Selected extract
= Jacquie Phelan =

American road and cyclocross racer (born 1955)

Jacquie Phelan (born December 10, 1955, in San Francisco, California) is an American road and cyclocross racer, and was the NORBA champion three consecutive years—1983, 1984, and 1985.

Phelan is known through the US mountain bike community for having developed WOMBATS (Women's Mountain Bike & Tea Society) for women interested more in socializing and enjoying nature. Her nickname of "Alice B. Toeclips" is a homage to Alice B. Toklas.

Her bike Otto, was among the first aluminum frames raced, with drop bars off-road, and her creative attire.
Phelan is married to Wilderness Trail Bikes founder and component inventor Charlie Cunningham, the bicycle frame builder whose aluminum bike, "Otto," Phelan raced unbeaten for six years. This bike was the first modern lightweight mountain bike, and its heat-treated sloping top tube aluminum frame held up for over nine consecutive seasons. The roller cam brakes, two chainrings (44-34), and custom-fabricated eleven-tooth rear cog gave a boost in technical riding. The bike also drew criticism from traditional framebuilders, who believed durable frames had to be made of steel.

She is a charter inductee into the Mountain Bike Hall of Fame in 1988. In 2000, she was inducted into the United States Bicycling Hall of Fame. Along with a dozen others, Phelan founded NORBA in 1982, and was a charter member of IMBA. Phelan founded the Women's Mountain Bike & Tea Society (WOMBATS) in 1987 to encourage women's and girls' participation, and in 1984 produced the sport's first off-road skills camps & clinics, known as "Fat Tire Finishing School".

Entries shown
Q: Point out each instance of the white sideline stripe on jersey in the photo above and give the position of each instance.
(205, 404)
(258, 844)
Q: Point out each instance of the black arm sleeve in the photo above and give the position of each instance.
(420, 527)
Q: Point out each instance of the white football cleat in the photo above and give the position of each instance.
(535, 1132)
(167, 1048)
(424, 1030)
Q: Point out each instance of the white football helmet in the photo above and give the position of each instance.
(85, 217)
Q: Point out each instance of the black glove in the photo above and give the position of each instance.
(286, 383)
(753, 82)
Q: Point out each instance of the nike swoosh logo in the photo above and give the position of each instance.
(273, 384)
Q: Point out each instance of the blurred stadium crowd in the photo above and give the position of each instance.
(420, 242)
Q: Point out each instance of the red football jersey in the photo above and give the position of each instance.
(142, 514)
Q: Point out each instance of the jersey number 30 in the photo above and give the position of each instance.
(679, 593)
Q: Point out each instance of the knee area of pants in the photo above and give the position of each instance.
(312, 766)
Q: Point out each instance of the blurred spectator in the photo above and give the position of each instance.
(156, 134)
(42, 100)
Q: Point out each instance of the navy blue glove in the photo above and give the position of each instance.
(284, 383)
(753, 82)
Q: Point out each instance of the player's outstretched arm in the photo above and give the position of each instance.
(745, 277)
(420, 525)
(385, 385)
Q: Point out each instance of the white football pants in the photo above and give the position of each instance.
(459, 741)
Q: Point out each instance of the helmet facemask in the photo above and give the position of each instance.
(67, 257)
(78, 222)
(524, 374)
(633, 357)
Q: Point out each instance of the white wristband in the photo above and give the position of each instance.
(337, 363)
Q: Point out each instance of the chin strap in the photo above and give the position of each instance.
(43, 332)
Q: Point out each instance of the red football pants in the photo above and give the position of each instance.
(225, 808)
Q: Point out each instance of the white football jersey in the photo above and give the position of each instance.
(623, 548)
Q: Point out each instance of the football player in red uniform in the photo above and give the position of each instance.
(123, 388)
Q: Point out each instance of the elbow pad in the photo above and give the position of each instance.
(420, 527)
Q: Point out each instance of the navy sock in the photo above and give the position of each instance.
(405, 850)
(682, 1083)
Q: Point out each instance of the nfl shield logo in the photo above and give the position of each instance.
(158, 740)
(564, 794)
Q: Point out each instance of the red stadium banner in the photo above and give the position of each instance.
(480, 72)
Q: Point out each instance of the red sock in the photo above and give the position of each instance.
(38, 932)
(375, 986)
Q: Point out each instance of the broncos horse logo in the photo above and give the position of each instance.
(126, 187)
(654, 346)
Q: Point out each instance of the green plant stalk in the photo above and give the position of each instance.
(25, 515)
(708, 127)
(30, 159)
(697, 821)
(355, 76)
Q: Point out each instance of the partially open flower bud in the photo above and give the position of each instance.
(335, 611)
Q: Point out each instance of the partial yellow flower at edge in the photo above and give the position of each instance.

Directions
A. In the article on Jacquie Phelan, in what year was she inducted into the United States Bicycling Hall of Fame?
B. Carry on the Jacquie Phelan article after its last sentence, in the same formal encyclopedic style.

Answers for the exercise
A. 2000

B.
Phelan once had the opportunity to ride with Independent Fabrication's racer Amy Crawford, a defining experience for both riders.

Phelan was the first US mountain bike racer to race abroad (Man v. Horse, Wales). In 2004, she placed 8th overall in the Transportugal, a 1300 km offroad adventure race, where she was the only woman. Phelan is still invited to participate in offroad races both stateside and abroad. In summer 2009, she took part in a two-month vodka commercial called the 42 Below ride, a 4,200-mile crossing of the US by road bike.

Phelan appears in three documentary films: Full Cycle: A World Odyssey (1994), How to Cook Your Life (Doris Doerrie's film about Zen baker Edward Espe Brown, 2007), and Billy Savage's Klunkerz.